---------- Input records
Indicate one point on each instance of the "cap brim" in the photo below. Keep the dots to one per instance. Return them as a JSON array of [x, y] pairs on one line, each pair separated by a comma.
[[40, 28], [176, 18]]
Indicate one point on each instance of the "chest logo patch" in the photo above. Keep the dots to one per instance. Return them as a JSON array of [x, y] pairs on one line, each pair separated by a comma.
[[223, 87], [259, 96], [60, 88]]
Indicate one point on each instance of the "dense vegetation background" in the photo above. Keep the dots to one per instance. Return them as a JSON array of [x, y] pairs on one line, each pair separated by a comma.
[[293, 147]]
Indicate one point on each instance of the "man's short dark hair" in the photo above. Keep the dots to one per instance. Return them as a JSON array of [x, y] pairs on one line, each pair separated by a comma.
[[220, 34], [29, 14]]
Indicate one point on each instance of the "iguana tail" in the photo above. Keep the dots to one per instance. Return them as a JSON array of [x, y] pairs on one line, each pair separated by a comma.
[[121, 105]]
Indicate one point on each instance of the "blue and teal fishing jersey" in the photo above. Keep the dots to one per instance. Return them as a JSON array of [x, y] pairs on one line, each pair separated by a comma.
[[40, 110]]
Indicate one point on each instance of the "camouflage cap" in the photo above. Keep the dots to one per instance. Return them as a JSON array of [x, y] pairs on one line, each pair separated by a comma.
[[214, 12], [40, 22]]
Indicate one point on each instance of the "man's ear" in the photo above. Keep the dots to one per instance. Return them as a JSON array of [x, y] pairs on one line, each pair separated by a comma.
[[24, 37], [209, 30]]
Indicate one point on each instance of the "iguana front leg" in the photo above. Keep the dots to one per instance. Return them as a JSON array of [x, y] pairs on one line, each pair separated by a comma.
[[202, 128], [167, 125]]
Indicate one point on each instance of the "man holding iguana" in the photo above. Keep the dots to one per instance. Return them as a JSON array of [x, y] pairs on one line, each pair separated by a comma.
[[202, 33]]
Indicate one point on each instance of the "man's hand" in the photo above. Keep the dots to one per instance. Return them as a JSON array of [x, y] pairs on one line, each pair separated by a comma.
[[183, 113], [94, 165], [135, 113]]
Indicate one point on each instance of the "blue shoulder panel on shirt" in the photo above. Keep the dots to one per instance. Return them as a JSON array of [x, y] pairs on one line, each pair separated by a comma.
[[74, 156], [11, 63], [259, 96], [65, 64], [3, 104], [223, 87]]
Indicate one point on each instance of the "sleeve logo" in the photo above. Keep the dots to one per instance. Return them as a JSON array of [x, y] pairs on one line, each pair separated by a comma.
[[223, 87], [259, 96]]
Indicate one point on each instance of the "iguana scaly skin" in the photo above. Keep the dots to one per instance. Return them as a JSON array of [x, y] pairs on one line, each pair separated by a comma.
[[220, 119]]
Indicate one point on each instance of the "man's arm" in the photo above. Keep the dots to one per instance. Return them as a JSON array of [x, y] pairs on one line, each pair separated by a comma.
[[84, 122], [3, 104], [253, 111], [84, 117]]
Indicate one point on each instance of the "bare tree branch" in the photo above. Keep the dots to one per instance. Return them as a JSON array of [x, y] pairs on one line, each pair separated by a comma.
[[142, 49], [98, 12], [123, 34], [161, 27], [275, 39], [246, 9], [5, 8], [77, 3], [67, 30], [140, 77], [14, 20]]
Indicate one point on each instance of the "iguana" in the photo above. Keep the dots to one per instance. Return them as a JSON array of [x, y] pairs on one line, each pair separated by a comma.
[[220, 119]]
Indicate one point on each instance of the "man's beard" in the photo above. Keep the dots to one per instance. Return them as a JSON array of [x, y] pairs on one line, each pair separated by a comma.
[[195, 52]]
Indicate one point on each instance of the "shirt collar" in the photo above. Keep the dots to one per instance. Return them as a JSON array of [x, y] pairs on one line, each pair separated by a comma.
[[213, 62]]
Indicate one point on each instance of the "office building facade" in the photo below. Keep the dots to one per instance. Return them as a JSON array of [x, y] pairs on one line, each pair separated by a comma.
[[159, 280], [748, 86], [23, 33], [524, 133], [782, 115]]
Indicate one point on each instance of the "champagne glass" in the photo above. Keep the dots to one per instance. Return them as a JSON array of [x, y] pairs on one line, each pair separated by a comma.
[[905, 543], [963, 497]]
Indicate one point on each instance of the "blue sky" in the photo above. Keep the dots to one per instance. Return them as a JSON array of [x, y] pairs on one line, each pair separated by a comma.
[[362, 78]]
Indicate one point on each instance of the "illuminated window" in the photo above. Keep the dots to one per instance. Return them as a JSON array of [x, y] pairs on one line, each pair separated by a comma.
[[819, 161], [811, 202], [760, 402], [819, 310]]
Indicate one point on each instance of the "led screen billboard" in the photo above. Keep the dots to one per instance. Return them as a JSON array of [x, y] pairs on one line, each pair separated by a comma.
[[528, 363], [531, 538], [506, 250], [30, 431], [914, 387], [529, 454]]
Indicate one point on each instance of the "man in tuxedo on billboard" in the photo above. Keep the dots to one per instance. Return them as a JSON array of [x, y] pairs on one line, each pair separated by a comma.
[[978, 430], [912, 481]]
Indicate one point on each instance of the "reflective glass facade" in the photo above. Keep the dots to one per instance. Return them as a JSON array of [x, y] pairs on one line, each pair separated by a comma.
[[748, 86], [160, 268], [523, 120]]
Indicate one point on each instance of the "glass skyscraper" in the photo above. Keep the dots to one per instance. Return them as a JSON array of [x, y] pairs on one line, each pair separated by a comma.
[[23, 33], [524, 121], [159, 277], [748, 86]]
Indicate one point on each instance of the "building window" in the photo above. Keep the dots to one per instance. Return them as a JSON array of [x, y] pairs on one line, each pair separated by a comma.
--------------------
### Problem details
Render all of the records above as a numbered list, leaving out any blank lines.

### Correct answer
1. Indicate one point on each instance of the "cap brim" in the photo below. Keep the dots to one per instance. Return them as a JSON array of [x, y] pairs on one line, each pair separated by a comma.
2. [[40, 28], [176, 18]]
3. Indicate one point on each instance of the "chest logo patch" in the photo above. Keep the dots to one per instance. Return them as a JSON array of [x, y] pairs on one line, each pair separated by a comma.
4. [[223, 87], [259, 96], [60, 88]]
5. Indicate one point on each instance of the "dense vegetation background" in the photo above. Keep the dots to one per instance. Return them as a JSON array of [x, y] pairs on one line, each pair separated by a comma.
6. [[293, 147]]
7. Indicate one point on each instance of the "man's short dark hair" in the photo above. Keep the dots to one per instance. Return them as a JSON array of [x, y] pairs on one line, each pair separated by a comma.
8. [[220, 34], [29, 14]]
9. Indicate one point on each instance of the "iguana tail" in the photo above. Keep the dots to one per instance. Return them as a JSON array of [x, y] pairs on one line, each pair separated by a comma.
10. [[121, 105]]
11. Indicate one point on each instance of the "blue and teal fishing jersey" in the photo above. Keep the dots to one per instance. Return them as a JSON array of [x, y] pairs on one line, each pair separated by a comma.
12. [[40, 110]]
13. Indicate one point on each instance of the "camouflage cap" in the photo above. Keep the dots to one per instance. Return them as a JSON array of [x, y] pairs on one line, each pair separated by a comma.
14. [[214, 12], [40, 22]]
15. Indicate one point on each instance of the "man's ear" in the photo above. Keep the dots to one per instance. Return them as a JSON array of [x, y] pairs on one line, each pair separated by a comma.
16. [[24, 37], [209, 30]]
17. Indicate one point on each instance of the "iguana front leg" in the photo above. Keep the dots to one per instance. Return them as a JSON array of [x, y] pairs on one line, each pair separated by a comma.
18. [[202, 128], [167, 125]]
19. Indicate one point on each instance of the "man holding iguana" in the photo above. Keep the dots to one per instance. Return them as a JSON array of [x, y] pairs on one line, each pair separated by a comma.
20. [[202, 33]]
21. Indicate one point on each instance of the "man's hand" in the photo above. Keep the dots to one per instance. Return them as a JSON array of [x, y] pairs on one line, each pair separated by a comma.
22. [[183, 113], [94, 165], [135, 113]]
23. Indicate one point on each instance of the "blue shoulder panel on shirt" in the photo above. Keep the dots to one per instance. Return them as a JSON array of [x, y] pairs on one line, each pair separated by a comma.
24. [[74, 156], [11, 63], [259, 96], [65, 64], [3, 104], [223, 87]]
25. Indicate one point on each instance of the "sleeve logo" in the photo above. Keep the dots to one per instance. Return them as a JSON array of [x, y] pairs on one line, each pair separated by a comma.
26. [[223, 87], [259, 96]]
27. Indicate one point on each instance of the "iguana scaly skin" in the photo above. Keep the dots to one per instance. Return them as a JSON array of [x, y] pairs on one line, each pair separated by a comma.
28. [[220, 119]]
29. Indicate one point on each instance of the "man's arm" in the photo above. Keep the dots to one per instance. Return them as a JSON array of [x, y] pairs on one line, each pair separated by a comma.
30. [[84, 122], [3, 104], [253, 111], [84, 117]]
31. Indicate one point on each instance of the "bare tree branch" in the photo above. Keep the dots to one per instance. Return them as a JSON array of [x, y] pairs on one line, each pair separated by a comma.
32. [[142, 49], [98, 12], [123, 34], [161, 27], [275, 39], [246, 9], [5, 8], [77, 3], [67, 30], [140, 77], [14, 20]]
33. Indicate one point on each instance of the "iguana" in the photo above. Keep the dots to one per instance. Return them as a JSON array of [x, y] pairs on one line, each pair separated by a comma.
34. [[220, 119]]
35. Indicate one point on each instance of the "man's beard" in the photo above. Keep the dots to one per instance. Return them as a JSON array of [x, y] pairs on one line, each pair separated by a comma.
36. [[195, 52]]
37. Indicate one point on each instance of the "shirt collar" in the photo above. Keep the dots to one per instance. Return them as a JSON array of [x, y] pairs on one line, each pair separated by a comma.
38. [[213, 62]]
39. Indicate one point on each instance of the "office building facade" in the photo below. Keep the dots to one per instance. Return them as a JSON array of [x, y] pairs on one line, each pair separated by a comma.
40. [[159, 280], [748, 86], [23, 33], [524, 133], [782, 115]]
41. Indicate one point on each instance of the "champagne glass" in the photo above. Keep the dots to one per instance. Return them as a JSON array of [x, y] pairs on one line, each pair separated by a comma.
42. [[905, 543], [963, 497]]
43. Indicate one point on each instance of the "blue sky" in the photo above. Keep the dots to one per instance. Return them as a JSON array of [x, y] pairs on one line, each pair separated by a comma.
44. [[362, 78]]
45. Indicate one point on each instance of the "illuminated window" in the photo above. Keep the dots to one per instance. Return them as a JSON array of [x, y] pairs on one line, each pair separated by a comma.
46. [[819, 161], [811, 202], [760, 402], [819, 310]]
47. Indicate one point on each instance of the "led screen billboard" in the photo above. Keep the dots to one per instance. Return them as a JSON array of [x, y] pairs on one line, each pair separated by a comma.
48. [[528, 363], [531, 538], [506, 250], [30, 431], [914, 387], [529, 454]]
49. Indicate one point on each instance of the "man in tuxedo on billboard" in the photo above. Keep the dots to one per instance. Return them as a JSON array of [x, y] pairs on one line, each pair separated by a comma.
50. [[978, 430], [912, 481]]
51. Indicate one point on each instance of the "reflective glass facade" in the photo above. Keep the dots to one per instance. Return them as a JSON array of [x, y] pairs on one line, each pair separated by a comma.
52. [[748, 86], [160, 268], [523, 120]]
53. Indicate one point on each instance of the "glass skyscraper" in the photo above. Keep the dots to one per instance. Return them as a JSON array of [x, y] pairs on one line, each pair separated by a comma.
54. [[23, 33], [524, 121], [159, 277], [748, 86]]
55. Indicate one point on each instance of the "building window" in the photo above. Keep the dots to one per instance. Return them as a JSON array of [x, y] pairs on one line, each pair separated by a comma.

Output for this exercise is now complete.